■ Given request
Reproduce the entries below with every "point-based localization" switched to "point-based detection" and nothing else changed.

(Source data)
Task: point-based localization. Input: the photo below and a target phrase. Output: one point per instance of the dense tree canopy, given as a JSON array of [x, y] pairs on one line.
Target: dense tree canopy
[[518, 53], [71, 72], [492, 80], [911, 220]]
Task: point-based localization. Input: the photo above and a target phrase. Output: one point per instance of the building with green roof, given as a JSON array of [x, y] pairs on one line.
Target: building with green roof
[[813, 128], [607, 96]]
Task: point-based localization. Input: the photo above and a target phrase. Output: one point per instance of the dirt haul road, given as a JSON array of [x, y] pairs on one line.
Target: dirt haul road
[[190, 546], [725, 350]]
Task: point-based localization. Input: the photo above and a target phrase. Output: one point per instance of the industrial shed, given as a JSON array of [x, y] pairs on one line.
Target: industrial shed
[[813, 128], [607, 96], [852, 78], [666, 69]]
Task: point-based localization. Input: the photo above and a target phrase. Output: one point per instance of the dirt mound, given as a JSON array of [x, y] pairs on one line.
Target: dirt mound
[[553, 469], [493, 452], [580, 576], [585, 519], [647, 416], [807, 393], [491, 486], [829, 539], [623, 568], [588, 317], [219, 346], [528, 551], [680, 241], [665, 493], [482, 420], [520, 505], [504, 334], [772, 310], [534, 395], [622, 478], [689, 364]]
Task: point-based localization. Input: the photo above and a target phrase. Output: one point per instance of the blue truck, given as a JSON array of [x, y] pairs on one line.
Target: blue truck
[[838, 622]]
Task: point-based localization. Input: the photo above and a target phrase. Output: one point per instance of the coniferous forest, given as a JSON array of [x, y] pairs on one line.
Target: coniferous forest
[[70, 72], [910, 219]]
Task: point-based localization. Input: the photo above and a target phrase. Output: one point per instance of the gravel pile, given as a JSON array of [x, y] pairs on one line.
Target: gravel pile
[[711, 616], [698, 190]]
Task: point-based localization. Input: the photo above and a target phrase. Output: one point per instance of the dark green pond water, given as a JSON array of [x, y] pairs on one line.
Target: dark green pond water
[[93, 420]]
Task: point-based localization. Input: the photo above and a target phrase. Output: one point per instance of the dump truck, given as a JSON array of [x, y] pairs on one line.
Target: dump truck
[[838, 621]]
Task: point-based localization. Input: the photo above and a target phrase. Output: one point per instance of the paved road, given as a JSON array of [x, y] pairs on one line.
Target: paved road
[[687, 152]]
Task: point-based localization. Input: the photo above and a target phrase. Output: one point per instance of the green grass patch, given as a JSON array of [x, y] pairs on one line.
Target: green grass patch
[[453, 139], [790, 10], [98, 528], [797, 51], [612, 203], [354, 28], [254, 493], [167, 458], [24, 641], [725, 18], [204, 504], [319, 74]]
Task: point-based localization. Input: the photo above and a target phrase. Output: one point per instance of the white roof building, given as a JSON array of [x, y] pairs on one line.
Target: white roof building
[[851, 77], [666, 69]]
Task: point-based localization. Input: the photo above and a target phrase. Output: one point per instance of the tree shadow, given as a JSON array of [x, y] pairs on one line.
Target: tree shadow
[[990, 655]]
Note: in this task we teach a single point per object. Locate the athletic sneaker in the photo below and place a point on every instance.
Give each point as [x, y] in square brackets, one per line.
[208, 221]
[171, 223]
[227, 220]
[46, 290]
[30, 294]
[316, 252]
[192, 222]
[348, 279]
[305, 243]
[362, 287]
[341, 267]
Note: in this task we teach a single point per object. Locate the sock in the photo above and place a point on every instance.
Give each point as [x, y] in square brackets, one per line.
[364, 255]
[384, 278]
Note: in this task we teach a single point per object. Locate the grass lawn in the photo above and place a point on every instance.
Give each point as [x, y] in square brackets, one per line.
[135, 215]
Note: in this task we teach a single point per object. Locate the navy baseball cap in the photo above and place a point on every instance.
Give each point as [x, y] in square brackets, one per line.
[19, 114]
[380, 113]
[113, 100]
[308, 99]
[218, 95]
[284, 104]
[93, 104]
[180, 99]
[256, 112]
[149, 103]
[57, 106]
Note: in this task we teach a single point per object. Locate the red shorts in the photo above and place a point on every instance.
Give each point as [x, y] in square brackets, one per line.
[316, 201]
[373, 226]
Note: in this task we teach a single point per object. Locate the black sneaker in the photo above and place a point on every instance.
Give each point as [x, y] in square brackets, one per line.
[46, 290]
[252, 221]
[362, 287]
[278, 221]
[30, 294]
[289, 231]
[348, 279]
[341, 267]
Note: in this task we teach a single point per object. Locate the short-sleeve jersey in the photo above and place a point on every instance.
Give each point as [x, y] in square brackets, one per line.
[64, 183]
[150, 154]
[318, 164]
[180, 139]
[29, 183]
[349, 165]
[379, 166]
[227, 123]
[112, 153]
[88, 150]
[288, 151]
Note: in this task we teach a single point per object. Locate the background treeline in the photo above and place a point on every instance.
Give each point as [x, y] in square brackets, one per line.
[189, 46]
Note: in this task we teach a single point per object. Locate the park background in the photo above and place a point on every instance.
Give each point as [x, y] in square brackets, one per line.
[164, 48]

■ Response to this exercise
Task: point-based detection. Input: the photo below and a target phrase. Output: one point per instance of the dense tree canopy, given as a JSON array of [x, y] pairs on one line.
Target: dense tree canopy
[[518, 53], [71, 72], [492, 80], [911, 220]]
Task: point-based detection. Input: the photo above and a target phrase. Output: one point per instance of the building with green roof, given as a JSON array of [x, y] pairs on one line.
Target: building with green roof
[[813, 128], [607, 96]]
Task: point-based detection. Input: the photo above and a target phrase. Output: one point per instance of the dirt haul road, given as a JSON array of [x, y] pairs on one line.
Target: dirt haul road
[[190, 546], [725, 350]]
Task: point-based detection. Input: the photo above and a target phrase. Output: one point per instance of the industrial shed, given as a JSON array of [x, y] pairs on one line.
Target: industrial shed
[[813, 128], [607, 96], [852, 78], [666, 69]]
Task: point-based detection. Input: the photo above and a target phrase. Output: one point per instance of the dirt mound, given as a JSON array of [x, y] pairs on one line.
Target: dirt mound
[[553, 469], [493, 452], [580, 576], [585, 519], [647, 416], [807, 393], [491, 486], [829, 539], [623, 568], [588, 317], [219, 346], [528, 551], [680, 241], [665, 493], [482, 420], [520, 505], [504, 334], [772, 310], [534, 395], [622, 478], [689, 364]]
Task: point-based detection. Input: the photo above and a target phrase. Output: one point per instance of the blue truck, given as a JSON array of [x, y] pairs on one line.
Target: blue truck
[[838, 622]]
Task: point-based detection. Input: the photo above and a target phrase. Output: one point per instance of the coniferous forest, given as a JSON array of [x, y] pairs on one line.
Target: coniferous forest
[[70, 72], [910, 219]]
Task: point-based detection. Input: the photo above and a target phrase. Output: one point per instance of the gravel pile, given as a JSON array of [x, y] pairs on one line.
Target: gravel pile
[[711, 616], [698, 190]]
Task: point-based detection. Input: the photo above and a target phrase. Output: one point per instance of the dark green pond water, given as a JSON array of [x, y] pairs on one line.
Target: dark green pond water
[[93, 420]]
Task: point-based detection. Input: the photo above and a target phrase. Output: one point per instance of the dump truck, given as a JSON array of [x, y] pairs on one line.
Target: dump truck
[[838, 621]]
Task: point-based detection. Input: the photo above and a target phrase. Output: one point per instance of the paved road, given as a JSON array of [x, y] pairs on one line.
Target: paved road
[[687, 152]]
Task: point-based detection. Input: the photo above and a target phrase. Output: one point per instance of the green grass patch, given as a JSON array of [x, y] pairs on one line.
Target: green grass patch
[[453, 139], [790, 10], [98, 528], [797, 51], [612, 203], [354, 28], [254, 493], [167, 458], [24, 641], [725, 18], [204, 504], [319, 74]]
Task: point-based detection. Input: the photo above and a target phrase. Output: one point per instance of the white roof building, given as a JSON array of [x, y] pairs on one line.
Target: white roof building
[[851, 77], [666, 69]]
Task: point-based detection. Input: the photo above and a target phrase. Output: one point per instance of the tree shadow, given as a JSON array of [x, y] pairs on one line.
Target: tree shadow
[[990, 655]]
Note: in this task we teach a single point per object. Locate the athletic sneaker in the photo below and place a point on every instance.
Give each point as [x, y] in square brackets, one per line.
[208, 221]
[171, 223]
[227, 220]
[46, 290]
[30, 294]
[316, 252]
[192, 222]
[348, 279]
[305, 243]
[362, 287]
[341, 267]
Note: in this task we teach a single point per object. Locate the sock in the photo above and place a point on every instance.
Give each point as [x, y] in square brackets, one per line.
[364, 255]
[384, 278]
Note: in this task we teach a single point per object. Locate the grass lawn in the photo above and place a point on every instance.
Give each point as [x, y] in square brackets, one per line.
[135, 215]
Note: in this task we teach a single point per object. Locate the navy baseball cap in the photo above and place a point on every instance.
Give each point as [x, y] in square brackets, one per line.
[19, 114]
[380, 113]
[113, 100]
[308, 99]
[218, 95]
[284, 104]
[93, 104]
[180, 99]
[256, 112]
[149, 103]
[57, 106]
Note: in this task we teach a single point per object. Locate the red shorts in the photo above and place a point on every instance.
Give each point as [x, y] in square brackets, one per line.
[316, 201]
[373, 226]
Note: in this task we teach a single point per object. Locate the black sneaker in the photo above and place a point on every instance.
Give each point as [x, y] in square brackets, one per line.
[46, 290]
[252, 221]
[362, 287]
[278, 221]
[30, 294]
[289, 231]
[348, 279]
[341, 267]
Note: in this task we teach a single point per object. Locate the short-sleeve jersey in the photo above and place a point on every instance.
Give each point as [x, y] in square brackets, one per line.
[64, 183]
[150, 154]
[318, 164]
[180, 139]
[29, 183]
[349, 165]
[379, 166]
[227, 123]
[112, 153]
[88, 150]
[288, 151]
Note: in this task we teach a single point per object. Locate the background treeline in the photo above and place a point on every instance.
Give each point as [x, y] in square brackets, one per line.
[189, 46]
Note: in this task we teach a single point per object. Locate the park background in the photo above and place a point on every instance.
Give each point as [x, y] in square brackets, one per line.
[164, 48]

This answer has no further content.